(Dataset entries)
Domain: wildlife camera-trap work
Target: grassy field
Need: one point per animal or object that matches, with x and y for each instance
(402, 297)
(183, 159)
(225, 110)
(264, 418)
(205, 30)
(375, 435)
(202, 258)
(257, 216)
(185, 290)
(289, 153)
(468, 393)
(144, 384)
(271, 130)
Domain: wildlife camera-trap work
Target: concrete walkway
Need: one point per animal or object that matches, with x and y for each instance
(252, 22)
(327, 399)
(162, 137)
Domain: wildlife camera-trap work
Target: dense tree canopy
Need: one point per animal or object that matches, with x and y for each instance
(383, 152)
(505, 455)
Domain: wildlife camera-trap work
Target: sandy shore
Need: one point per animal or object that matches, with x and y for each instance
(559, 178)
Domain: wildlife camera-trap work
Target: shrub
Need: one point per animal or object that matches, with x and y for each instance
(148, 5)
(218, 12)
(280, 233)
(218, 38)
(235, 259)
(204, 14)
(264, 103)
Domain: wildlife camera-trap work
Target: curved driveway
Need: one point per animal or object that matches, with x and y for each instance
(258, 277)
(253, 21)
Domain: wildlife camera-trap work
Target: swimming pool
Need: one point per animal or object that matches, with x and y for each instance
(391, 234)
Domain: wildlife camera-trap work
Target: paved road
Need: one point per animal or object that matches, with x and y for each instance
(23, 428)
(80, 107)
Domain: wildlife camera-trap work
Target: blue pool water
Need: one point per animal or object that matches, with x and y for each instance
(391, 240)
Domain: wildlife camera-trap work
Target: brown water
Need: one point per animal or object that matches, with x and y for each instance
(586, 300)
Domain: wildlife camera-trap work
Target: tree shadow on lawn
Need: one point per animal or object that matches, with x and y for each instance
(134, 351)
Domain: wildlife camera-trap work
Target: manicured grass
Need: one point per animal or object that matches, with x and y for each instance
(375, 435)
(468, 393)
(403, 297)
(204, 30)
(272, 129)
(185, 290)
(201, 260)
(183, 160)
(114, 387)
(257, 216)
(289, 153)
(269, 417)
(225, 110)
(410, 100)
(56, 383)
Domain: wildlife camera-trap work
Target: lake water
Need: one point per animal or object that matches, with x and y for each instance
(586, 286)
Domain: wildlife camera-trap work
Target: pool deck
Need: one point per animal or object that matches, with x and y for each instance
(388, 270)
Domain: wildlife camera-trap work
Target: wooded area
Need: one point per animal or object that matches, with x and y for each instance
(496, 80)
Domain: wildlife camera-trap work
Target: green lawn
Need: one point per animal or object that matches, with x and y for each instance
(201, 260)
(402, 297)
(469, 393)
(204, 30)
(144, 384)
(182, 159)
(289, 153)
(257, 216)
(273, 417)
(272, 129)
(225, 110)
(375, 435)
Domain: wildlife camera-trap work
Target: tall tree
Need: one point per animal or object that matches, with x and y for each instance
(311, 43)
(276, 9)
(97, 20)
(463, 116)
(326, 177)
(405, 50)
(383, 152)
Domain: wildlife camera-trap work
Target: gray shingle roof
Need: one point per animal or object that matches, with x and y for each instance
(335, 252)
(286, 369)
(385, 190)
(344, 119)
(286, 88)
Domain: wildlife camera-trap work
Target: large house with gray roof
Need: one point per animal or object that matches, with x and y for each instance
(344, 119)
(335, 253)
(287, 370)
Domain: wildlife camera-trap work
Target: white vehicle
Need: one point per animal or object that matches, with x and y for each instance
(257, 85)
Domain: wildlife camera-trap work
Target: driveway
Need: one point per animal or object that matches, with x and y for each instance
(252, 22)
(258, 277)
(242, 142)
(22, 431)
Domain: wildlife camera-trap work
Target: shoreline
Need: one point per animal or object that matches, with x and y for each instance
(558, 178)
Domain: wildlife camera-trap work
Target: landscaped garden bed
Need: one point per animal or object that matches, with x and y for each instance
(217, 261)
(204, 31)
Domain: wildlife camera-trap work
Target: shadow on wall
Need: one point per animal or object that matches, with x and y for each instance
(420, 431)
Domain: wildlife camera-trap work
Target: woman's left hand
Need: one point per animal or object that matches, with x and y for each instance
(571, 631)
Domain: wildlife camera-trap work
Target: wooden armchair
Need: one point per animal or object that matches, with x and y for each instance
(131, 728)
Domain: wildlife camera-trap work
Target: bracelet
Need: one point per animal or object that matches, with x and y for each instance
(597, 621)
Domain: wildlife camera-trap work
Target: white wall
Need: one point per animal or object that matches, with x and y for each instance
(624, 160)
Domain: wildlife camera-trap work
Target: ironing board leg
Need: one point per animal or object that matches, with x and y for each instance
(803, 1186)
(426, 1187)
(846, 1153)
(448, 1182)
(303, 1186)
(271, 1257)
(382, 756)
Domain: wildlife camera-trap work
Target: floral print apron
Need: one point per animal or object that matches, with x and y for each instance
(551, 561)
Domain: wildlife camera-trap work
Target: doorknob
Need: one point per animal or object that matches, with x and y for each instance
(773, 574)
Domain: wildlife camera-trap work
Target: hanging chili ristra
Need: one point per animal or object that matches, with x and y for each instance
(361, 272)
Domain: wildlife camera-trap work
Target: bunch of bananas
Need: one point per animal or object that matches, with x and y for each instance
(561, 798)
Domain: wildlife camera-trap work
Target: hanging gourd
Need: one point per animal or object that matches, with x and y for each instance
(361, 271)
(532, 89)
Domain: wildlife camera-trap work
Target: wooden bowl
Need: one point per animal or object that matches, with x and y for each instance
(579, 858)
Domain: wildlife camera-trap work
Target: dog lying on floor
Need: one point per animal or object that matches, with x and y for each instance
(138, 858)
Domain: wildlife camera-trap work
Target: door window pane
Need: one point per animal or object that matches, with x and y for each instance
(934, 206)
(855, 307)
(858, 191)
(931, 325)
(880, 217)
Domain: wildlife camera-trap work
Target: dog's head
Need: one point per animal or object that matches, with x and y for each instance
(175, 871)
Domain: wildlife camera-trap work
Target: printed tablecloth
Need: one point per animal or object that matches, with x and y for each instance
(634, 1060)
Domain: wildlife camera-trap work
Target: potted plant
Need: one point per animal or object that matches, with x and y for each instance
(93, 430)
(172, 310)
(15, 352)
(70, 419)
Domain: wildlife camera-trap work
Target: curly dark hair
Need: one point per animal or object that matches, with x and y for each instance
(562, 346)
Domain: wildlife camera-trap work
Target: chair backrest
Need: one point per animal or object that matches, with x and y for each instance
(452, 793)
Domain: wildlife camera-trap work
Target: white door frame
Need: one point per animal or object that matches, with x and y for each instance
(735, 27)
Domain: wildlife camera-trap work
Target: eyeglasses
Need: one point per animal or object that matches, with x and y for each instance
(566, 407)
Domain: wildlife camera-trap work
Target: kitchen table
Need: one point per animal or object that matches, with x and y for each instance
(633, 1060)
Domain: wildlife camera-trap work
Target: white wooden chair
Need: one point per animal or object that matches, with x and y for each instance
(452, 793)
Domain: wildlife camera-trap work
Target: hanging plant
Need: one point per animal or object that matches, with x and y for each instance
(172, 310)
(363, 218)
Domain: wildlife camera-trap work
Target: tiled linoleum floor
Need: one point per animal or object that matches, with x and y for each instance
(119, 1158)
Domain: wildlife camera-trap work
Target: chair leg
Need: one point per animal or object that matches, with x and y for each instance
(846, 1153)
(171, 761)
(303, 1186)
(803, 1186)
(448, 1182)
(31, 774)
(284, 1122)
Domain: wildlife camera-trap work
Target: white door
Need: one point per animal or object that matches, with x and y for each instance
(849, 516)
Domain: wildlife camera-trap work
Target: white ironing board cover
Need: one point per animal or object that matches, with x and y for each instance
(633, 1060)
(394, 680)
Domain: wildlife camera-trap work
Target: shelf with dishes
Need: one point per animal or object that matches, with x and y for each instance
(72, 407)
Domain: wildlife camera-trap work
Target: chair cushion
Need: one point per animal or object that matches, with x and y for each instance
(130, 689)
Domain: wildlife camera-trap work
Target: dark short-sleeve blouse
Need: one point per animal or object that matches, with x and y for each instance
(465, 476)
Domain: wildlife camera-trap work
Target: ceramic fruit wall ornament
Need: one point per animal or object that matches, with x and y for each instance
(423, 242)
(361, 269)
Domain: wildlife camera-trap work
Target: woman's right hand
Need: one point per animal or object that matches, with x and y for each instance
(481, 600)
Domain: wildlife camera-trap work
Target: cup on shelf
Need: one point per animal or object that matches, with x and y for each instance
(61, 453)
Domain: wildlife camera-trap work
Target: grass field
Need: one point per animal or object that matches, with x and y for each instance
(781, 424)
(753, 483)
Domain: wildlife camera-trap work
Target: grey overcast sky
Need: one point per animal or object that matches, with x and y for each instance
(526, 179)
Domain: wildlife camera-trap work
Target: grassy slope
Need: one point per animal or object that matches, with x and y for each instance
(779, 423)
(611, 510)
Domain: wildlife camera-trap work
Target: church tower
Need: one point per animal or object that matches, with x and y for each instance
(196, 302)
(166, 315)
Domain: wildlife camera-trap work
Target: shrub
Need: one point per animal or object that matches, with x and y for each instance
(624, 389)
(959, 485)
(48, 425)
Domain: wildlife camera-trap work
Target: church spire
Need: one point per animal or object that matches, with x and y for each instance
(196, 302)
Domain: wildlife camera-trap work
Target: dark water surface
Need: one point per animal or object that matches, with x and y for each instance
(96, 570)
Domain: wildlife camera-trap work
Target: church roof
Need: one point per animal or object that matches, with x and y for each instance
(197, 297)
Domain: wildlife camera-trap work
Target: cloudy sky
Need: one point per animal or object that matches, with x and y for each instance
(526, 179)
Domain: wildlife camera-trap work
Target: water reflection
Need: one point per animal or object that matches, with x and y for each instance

### Requirements
Pull out every line of the records above that contains the string "board". Copy each one in full.

### Answer
Target: ironing board leg
Target: white ironing board cover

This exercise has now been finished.